**WRITTEN INSTRUCTION**
All entries are to be given again verbatim.

= = = = = = =

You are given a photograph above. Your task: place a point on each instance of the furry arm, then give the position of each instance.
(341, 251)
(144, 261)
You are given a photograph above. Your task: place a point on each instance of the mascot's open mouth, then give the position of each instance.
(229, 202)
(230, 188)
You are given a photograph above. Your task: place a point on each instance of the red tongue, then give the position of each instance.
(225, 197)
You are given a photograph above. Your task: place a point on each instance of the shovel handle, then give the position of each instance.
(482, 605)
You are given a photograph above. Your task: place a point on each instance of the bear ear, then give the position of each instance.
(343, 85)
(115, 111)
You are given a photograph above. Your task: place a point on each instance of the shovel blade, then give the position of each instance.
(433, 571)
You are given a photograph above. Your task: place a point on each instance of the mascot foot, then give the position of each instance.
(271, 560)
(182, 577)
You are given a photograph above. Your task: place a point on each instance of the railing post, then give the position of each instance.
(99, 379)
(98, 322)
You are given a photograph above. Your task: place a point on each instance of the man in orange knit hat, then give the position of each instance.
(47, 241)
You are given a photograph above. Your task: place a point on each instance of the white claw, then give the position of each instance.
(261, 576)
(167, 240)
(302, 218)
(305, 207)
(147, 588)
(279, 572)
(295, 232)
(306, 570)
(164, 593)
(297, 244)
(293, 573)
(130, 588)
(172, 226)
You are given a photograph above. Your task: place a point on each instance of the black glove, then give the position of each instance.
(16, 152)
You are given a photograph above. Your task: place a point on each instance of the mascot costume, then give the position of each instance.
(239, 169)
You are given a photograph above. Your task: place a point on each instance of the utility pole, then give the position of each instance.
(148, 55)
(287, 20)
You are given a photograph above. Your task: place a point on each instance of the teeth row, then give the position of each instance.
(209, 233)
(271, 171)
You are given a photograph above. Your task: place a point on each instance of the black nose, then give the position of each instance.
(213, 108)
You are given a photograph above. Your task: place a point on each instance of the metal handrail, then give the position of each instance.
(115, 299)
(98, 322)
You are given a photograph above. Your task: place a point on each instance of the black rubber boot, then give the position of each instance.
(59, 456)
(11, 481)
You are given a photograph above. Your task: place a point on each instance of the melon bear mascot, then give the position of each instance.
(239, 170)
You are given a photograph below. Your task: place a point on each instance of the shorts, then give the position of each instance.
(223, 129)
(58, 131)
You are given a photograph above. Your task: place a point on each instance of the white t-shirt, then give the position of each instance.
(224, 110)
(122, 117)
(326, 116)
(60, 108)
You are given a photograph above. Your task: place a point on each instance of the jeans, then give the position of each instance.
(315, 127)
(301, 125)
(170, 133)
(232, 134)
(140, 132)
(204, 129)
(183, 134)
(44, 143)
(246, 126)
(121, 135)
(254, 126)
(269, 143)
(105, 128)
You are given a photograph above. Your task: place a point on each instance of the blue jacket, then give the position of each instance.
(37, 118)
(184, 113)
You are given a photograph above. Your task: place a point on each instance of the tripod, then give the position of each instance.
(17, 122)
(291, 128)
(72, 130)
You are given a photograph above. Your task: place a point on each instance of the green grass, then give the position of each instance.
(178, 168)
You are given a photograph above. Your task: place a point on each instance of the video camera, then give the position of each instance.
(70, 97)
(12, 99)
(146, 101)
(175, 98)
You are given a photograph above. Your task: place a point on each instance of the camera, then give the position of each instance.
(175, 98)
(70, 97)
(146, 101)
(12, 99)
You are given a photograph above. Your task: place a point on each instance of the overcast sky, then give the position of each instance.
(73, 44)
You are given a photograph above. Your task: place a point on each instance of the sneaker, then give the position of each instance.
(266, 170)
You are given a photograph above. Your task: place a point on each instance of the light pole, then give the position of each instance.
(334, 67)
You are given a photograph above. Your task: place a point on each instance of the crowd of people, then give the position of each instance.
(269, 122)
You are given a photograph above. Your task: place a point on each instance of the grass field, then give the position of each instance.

= = = = = = =

**SOLUTION BELOW**
You are given a photograph above. Your task: place a point on each instance of the furry arm, then give the position of each instance.
(341, 251)
(144, 261)
You are given a photograph above. Your task: place a point on each instance of the mascot's open mouth, then give the position of each instance.
(229, 202)
(230, 188)
You are given a photograph above. Your task: place a point on each instance of the red tongue, then give the position of each instance.
(225, 197)
You are given a photograph above. Your task: place a point on each instance of the shovel handle, then give the position of each instance.
(482, 605)
You are given a photograph above. Your task: place a point on each instance of the bear ear, then give the position of each instance.
(343, 85)
(115, 111)
You are given a photograph above. Your task: place a point on each instance of the shovel blade, then give the position of each instance.
(433, 571)
You are given a photograph above. Your task: place a point on each instance of the mascot foot, then give the position of each instance.
(271, 560)
(182, 577)
You are given a photograph above. Your task: place a point on each instance of the railing post, then give the position of each instance.
(99, 379)
(98, 322)
You are given a photograph above. Your task: place a point on each instance of the man in orange knit hat, then give the position of each instance.
(47, 241)
You are given a photograph above. Your task: place a point on each instance of the white claw, then give the position of each instance.
(261, 576)
(167, 240)
(302, 218)
(305, 207)
(147, 588)
(279, 572)
(295, 232)
(306, 570)
(164, 593)
(297, 244)
(293, 573)
(130, 588)
(172, 226)
You are given a photograph above. Your task: place a point on each instance of the black glove, then give the position of each instance.
(16, 152)
You are given a photograph above. Your task: place a point on each instance of the mascot costume, then give the position of each instance.
(239, 169)
You are given a photograph above. Your task: place a point on each instance of the utility pole, then give the position of each instance.
(148, 55)
(287, 20)
You are given a photograph above. Your task: place a point on each instance of the teeth row, then give the position of each instance.
(209, 233)
(271, 171)
You are given a photograph above. Your task: place a point on each instance of the black nose, then give the position of each instance.
(213, 108)
You are given a photograph above. Your task: place a point on each instance of the metal handrail, then give the position of each instance.
(115, 299)
(98, 322)
You are given a photograph above. Your task: place a point on each instance of the black rubber boot, then give the position of each instance.
(59, 456)
(11, 481)
You are given a photograph above. Your task: place a point on each instance of the melon bear mascot, then give the position of each instance.
(239, 170)
You are given a photograph below. Your task: place a point on each instance of the shorts, then give the position of each instance.
(223, 129)
(58, 131)
You are given a photograph above. Your task: place a point on each instance of the white t-shirt, then give the position of each instance.
(224, 110)
(122, 117)
(326, 116)
(60, 108)
You are given a photograph above. Your task: place a point on each instance of the jeans, then give the position of each instance.
(315, 127)
(301, 125)
(170, 133)
(232, 134)
(140, 132)
(204, 129)
(183, 134)
(44, 143)
(246, 126)
(121, 135)
(254, 126)
(269, 143)
(105, 128)
You are given a photograph above. Your task: place a point on each instance of the blue jacket, then give the position of each instance.
(37, 118)
(184, 113)
You are given a photograph above. Your task: place a point on each instance of the tripod, then give the position of each instance.
(17, 122)
(291, 128)
(72, 130)
You are given a photograph above. Your task: place a point on each instance of the green grass, then give the position of each instance.
(178, 168)
You are given a photograph above. Your task: place a point on each instance of the video camera, then give the position of each instance.
(70, 97)
(12, 99)
(146, 101)
(175, 98)
You are given a photograph above. Your task: place a point on each instance of the camera, then give the position of each instance.
(175, 98)
(70, 97)
(146, 101)
(12, 99)
You are given a photograph above. Your task: place a point on each instance of the overcast sky, then give the position of each instance.
(73, 44)
You are given a photograph above. Your task: place a point on each instance of the sneaker, then give the position of each instance.
(266, 170)
You are given a photograph above. Your task: place a point on each instance of the light pole, then give the position of each instance.
(334, 67)
You are given a photograph above. Your task: place a point on each instance of the crowd of people, then give the position of each instance.
(269, 122)
You are given a photograph above. Your task: place a point on each instance of the grass field, then give the position of each instance.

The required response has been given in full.